_Document section_
In October 2020, Edge Watersports, run by five-time world champion kitesurfer, Steph Bridge, and her family were the first tenants to open their doors at the new watersports centre, Sideshore. Fast-forward to 2021, they have been joined by local celebrity chef, Michael Caines, an artist, a patisserie, beach-style café, and second-hand surf wear shop.
A project which started out as a vision to create the most sustainable building possible, to support the local economy, and create a key watersports destination in the UK, has ended up being so much more.
Earlier this year Sideshore achieved an Energy Performance Certification (EPC) ‘A’ which is ground-breaking for a commercial building. In fact, in 2020, only 3% of commercial buildings ever reached an ‘A’ rating.
The building has been fitted with 254 solar panels, a vast ground source heat pump which provides renewable heating and hot water to site, as well as 7 electric vehicle (EV) charge points. In addition, 50% of all car parking revenue is used to fund community projects, such as swimming lessons for local and underprivileged children. By Spring 2022, 95 children would have benefitted from this initiative.
A new ramp was unveiled in July in front of the centre to provide easy, step-free access to the beach below for those with limited ability or watersports equipment.
In addition, tenants have signed “green leases” which includes a ban on single-use plastics and a commitment to join a sustainability committee to set annual goals.

_Data to examine_
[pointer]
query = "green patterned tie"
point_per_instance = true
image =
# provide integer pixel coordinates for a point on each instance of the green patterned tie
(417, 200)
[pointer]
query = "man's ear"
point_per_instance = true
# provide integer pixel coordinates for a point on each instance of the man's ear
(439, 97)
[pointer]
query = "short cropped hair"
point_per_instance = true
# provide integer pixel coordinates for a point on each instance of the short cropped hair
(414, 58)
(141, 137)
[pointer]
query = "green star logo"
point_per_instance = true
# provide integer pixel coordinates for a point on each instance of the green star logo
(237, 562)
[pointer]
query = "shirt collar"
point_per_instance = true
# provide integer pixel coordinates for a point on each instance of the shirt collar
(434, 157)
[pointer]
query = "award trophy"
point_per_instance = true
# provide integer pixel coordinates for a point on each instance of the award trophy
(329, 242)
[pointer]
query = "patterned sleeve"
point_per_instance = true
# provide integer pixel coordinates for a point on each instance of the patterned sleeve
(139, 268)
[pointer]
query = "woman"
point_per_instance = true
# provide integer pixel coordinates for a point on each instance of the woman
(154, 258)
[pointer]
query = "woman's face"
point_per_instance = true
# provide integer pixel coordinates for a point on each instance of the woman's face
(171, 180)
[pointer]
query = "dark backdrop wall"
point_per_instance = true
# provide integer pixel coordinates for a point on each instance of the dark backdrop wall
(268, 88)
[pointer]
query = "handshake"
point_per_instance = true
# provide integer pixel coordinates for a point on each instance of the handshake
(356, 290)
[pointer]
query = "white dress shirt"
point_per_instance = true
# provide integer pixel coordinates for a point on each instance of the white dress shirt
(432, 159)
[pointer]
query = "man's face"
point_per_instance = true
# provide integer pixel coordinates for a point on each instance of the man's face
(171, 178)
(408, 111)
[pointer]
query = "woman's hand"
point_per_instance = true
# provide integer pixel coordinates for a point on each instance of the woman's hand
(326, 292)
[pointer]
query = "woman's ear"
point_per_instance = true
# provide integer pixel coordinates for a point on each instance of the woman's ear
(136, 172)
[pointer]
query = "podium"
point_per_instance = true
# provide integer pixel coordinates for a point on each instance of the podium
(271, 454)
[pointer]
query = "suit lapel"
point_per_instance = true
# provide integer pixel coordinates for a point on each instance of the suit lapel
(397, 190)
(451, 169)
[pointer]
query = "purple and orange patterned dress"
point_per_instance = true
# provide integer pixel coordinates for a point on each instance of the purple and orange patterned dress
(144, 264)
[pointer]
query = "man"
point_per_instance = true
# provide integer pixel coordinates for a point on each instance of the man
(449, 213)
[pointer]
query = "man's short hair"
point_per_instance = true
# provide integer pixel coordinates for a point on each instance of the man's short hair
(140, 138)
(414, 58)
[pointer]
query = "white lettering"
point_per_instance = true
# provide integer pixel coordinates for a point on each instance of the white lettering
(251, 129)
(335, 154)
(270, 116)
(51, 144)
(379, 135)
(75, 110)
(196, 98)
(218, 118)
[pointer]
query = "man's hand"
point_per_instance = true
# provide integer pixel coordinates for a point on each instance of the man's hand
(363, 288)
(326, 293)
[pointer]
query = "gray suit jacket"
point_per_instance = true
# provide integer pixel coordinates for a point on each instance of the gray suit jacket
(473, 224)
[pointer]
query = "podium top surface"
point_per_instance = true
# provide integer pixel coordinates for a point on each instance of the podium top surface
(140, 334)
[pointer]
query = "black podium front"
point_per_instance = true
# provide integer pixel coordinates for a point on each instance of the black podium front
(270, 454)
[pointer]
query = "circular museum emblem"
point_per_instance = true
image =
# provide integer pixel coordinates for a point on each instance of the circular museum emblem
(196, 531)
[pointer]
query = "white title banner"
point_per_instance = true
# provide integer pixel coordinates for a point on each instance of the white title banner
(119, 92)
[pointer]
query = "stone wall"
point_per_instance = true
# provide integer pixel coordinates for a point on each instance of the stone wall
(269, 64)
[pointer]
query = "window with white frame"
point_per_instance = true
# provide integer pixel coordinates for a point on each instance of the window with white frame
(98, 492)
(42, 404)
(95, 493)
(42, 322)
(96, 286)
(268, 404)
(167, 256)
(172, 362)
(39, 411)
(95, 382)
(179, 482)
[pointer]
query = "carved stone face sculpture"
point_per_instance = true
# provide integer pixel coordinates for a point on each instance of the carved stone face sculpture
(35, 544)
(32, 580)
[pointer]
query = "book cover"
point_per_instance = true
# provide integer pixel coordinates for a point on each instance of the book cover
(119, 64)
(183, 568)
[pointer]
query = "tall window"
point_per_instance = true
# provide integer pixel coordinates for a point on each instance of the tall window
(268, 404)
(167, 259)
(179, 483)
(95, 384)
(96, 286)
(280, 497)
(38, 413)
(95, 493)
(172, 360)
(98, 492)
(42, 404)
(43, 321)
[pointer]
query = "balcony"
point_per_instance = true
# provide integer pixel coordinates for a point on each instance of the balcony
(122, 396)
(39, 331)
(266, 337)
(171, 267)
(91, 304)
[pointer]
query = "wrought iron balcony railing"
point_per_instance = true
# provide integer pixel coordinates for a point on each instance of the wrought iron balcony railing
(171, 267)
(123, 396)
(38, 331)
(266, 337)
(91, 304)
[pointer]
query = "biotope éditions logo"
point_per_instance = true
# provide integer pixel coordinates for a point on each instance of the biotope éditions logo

_Task details_
Reproduce word for word the part of the Sideshore watersports centre text starting with "A project which" and going on through "an ‘A’ rating.".

_Task result_
A project which started out as a vision to create the most sustainable building possible, to support the local economy, and create a key watersports destination in the UK, has ended up being so much more.
Earlier this year Sideshore achieved an Energy Performance Certification (EPC) ‘A’ which is ground-breaking for a commercial building. In fact, in 2020, only 3% of commercial buildings ever reached an ‘A’ rating.